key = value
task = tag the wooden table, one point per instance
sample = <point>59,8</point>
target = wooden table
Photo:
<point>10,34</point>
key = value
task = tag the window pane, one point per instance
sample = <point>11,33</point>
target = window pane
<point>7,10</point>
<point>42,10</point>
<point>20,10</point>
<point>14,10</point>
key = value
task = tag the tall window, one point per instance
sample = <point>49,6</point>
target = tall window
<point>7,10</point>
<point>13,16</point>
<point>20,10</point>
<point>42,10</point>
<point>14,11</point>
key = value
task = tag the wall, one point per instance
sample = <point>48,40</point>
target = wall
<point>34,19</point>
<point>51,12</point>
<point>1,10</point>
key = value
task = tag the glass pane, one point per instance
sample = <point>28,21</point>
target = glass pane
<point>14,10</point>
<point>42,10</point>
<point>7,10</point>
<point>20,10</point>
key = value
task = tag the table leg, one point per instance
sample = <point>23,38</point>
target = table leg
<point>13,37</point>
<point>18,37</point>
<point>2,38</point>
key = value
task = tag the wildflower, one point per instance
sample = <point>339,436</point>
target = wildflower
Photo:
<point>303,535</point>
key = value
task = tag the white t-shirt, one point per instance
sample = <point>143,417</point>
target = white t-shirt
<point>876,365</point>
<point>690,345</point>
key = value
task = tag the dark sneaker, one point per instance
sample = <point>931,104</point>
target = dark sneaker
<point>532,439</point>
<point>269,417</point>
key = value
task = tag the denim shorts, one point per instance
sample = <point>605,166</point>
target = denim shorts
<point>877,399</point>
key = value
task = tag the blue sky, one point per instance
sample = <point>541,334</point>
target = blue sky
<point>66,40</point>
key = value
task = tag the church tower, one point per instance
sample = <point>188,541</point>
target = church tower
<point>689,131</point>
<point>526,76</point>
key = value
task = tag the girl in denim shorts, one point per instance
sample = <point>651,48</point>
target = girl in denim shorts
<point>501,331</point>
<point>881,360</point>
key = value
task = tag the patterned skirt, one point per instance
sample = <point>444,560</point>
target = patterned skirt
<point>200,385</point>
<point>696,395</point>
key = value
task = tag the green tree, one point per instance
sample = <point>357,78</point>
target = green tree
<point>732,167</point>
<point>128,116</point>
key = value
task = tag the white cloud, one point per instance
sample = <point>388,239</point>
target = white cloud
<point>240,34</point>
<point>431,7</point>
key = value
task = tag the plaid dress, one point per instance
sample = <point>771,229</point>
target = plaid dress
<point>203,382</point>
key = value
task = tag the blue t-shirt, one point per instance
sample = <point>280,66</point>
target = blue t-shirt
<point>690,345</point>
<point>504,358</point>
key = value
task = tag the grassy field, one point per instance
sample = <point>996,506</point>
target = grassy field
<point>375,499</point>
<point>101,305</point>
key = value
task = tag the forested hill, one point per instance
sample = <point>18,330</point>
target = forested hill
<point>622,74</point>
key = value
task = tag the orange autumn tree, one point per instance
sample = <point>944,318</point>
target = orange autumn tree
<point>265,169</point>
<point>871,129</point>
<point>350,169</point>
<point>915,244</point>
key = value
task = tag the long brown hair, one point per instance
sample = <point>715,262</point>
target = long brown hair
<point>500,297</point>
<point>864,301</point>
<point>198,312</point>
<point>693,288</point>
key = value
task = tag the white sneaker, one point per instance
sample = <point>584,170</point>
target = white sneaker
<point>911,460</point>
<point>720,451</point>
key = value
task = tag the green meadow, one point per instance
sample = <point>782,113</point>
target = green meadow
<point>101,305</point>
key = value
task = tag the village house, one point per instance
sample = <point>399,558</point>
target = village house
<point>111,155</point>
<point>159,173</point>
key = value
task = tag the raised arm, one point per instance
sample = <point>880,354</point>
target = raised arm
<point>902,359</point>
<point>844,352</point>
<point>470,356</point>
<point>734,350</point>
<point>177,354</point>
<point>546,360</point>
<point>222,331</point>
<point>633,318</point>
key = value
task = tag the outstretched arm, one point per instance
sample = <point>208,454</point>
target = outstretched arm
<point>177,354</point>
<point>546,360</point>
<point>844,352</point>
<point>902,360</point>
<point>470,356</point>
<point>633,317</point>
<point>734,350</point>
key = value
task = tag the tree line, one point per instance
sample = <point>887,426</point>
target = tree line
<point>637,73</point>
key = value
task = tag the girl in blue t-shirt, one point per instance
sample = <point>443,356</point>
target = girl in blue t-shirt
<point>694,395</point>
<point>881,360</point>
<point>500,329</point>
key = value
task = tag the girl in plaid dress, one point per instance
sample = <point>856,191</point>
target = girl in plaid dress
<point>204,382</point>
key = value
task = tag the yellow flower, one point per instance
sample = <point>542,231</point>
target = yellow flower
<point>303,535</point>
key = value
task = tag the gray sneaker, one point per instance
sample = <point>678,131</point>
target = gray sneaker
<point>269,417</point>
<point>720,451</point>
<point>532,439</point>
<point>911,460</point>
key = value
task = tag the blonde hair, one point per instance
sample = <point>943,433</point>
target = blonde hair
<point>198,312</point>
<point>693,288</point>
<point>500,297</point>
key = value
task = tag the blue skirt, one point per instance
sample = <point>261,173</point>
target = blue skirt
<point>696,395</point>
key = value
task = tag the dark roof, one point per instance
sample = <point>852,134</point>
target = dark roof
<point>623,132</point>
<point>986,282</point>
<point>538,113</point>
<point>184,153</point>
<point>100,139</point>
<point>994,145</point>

● ● ● ● ● ● ●

Task brief —
Reproduce all of the material above word for word.

Output of the exercise —
key = value
task = tag the wooden table, one point per instance
sample = <point>59,8</point>
target = wooden table
Photo:
<point>10,34</point>
key = value
task = tag the window pane, one point per instance
sample = <point>11,33</point>
target = window pane
<point>7,10</point>
<point>42,10</point>
<point>20,10</point>
<point>14,10</point>
key = value
task = tag the tall window, one point per instance
sample = <point>49,6</point>
target = tall window
<point>7,10</point>
<point>13,16</point>
<point>20,10</point>
<point>42,10</point>
<point>14,11</point>
key = value
task = tag the wall, one point per instance
sample = <point>48,40</point>
target = wall
<point>34,19</point>
<point>51,12</point>
<point>1,10</point>
key = value
task = tag the glass pane, one point per instance
sample = <point>28,21</point>
target = glass pane
<point>14,10</point>
<point>42,10</point>
<point>7,10</point>
<point>20,10</point>
key = value
task = tag the table leg, one point per instance
sample = <point>23,38</point>
target = table leg
<point>13,37</point>
<point>18,37</point>
<point>2,38</point>
key = value
task = tag the wildflower, one point per instance
sample = <point>339,436</point>
target = wildflower
Photo:
<point>303,535</point>
key = value
task = tag the white t-shirt, one point per instance
sample = <point>143,417</point>
target = white t-shirt
<point>876,365</point>
<point>690,345</point>
key = value
task = tag the dark sneaker, one point per instance
sample = <point>931,104</point>
target = dark sneaker
<point>532,439</point>
<point>269,417</point>
key = value
task = tag the denim shorts, one point per instance
sample = <point>605,166</point>
target = denim shorts
<point>877,399</point>
key = value
task = tag the blue sky, one point per instance
sample = <point>541,334</point>
target = blue sky
<point>66,40</point>
key = value
task = tag the church tower, one point per instance
sample = <point>188,541</point>
target = church tower
<point>689,131</point>
<point>526,76</point>
key = value
task = tag the girl in denim shorts, one point per instance
sample = <point>651,48</point>
target = girl in denim shorts
<point>501,331</point>
<point>881,360</point>
key = value
task = tag the patterned skirt, one point per instance
sample = <point>444,560</point>
target = patterned skirt
<point>200,385</point>
<point>696,395</point>
key = value
task = tag the green tree, one point per instance
sample = <point>357,78</point>
target = green tree
<point>732,167</point>
<point>128,116</point>
key = value
task = tag the white cloud, one point per instance
sample = <point>388,239</point>
target = white cloud
<point>240,34</point>
<point>431,7</point>
key = value
task = tag the plaid dress, one point per instance
sample = <point>771,229</point>
target = plaid dress
<point>203,382</point>
key = value
task = tag the blue t-shirt, one point per instance
sample = <point>280,66</point>
target = blue t-shirt
<point>690,345</point>
<point>504,358</point>
key = value
task = tag the grassy field, one point per instance
sample = <point>996,506</point>
target = grassy field
<point>375,499</point>
<point>101,305</point>
key = value
task = tag the forested hill, one point per instance
sample = <point>18,330</point>
target = forested hill
<point>622,74</point>
key = value
task = tag the orange autumn tree, one point per instance
sample = <point>944,318</point>
target = orange autumn tree
<point>265,169</point>
<point>871,129</point>
<point>350,169</point>
<point>915,244</point>
key = value
task = tag the long brown hair, one point per instance
sample = <point>715,262</point>
target = long brown hair
<point>500,297</point>
<point>864,301</point>
<point>198,312</point>
<point>693,288</point>
key = value
task = tag the white sneaker, one point per instance
sample = <point>584,170</point>
target = white sneaker
<point>911,460</point>
<point>720,451</point>
key = value
task = tag the green meadow, one point per instance
sample = <point>782,113</point>
target = green meadow
<point>101,305</point>
key = value
task = tag the village house, one point per instance
sample = <point>399,558</point>
target = village house
<point>111,155</point>
<point>159,173</point>
key = value
task = tag the raised arm, one point per instance
sample = <point>880,354</point>
target = raised arm
<point>902,359</point>
<point>844,352</point>
<point>470,356</point>
<point>734,350</point>
<point>177,354</point>
<point>546,360</point>
<point>222,331</point>
<point>633,318</point>
key = value
task = tag the outstretched arm, one point per instance
sample = <point>208,454</point>
target = outstretched arm
<point>177,354</point>
<point>546,360</point>
<point>844,352</point>
<point>902,360</point>
<point>470,356</point>
<point>633,317</point>
<point>734,350</point>
key = value
task = tag the tree line, one point per instance
sample = <point>887,426</point>
target = tree line
<point>637,73</point>
key = value
task = tag the girl in blue t-shirt, one point per instance
sample = <point>443,356</point>
target = girl in blue t-shirt
<point>694,395</point>
<point>881,360</point>
<point>500,329</point>
key = value
task = tag the girl in plaid dress, one point per instance
sample = <point>856,191</point>
target = girl in plaid dress
<point>204,382</point>
key = value
task = tag the yellow flower, one point per instance
sample = <point>542,231</point>
target = yellow flower
<point>303,535</point>
key = value
task = tag the gray sneaker, one point per instance
sample = <point>678,131</point>
target = gray sneaker
<point>269,417</point>
<point>720,451</point>
<point>532,439</point>
<point>911,460</point>
key = value
task = tag the blonde hair, one point per instance
sample = <point>943,433</point>
target = blonde hair
<point>198,312</point>
<point>693,288</point>
<point>500,297</point>
key = value
task = tag the blue skirt, one point per instance
sample = <point>261,173</point>
target = blue skirt
<point>696,395</point>
key = value
task = tag the dark roof, one point per instance
sample = <point>852,134</point>
target = dark roof
<point>623,132</point>
<point>986,282</point>
<point>538,113</point>
<point>184,153</point>
<point>100,139</point>
<point>994,145</point>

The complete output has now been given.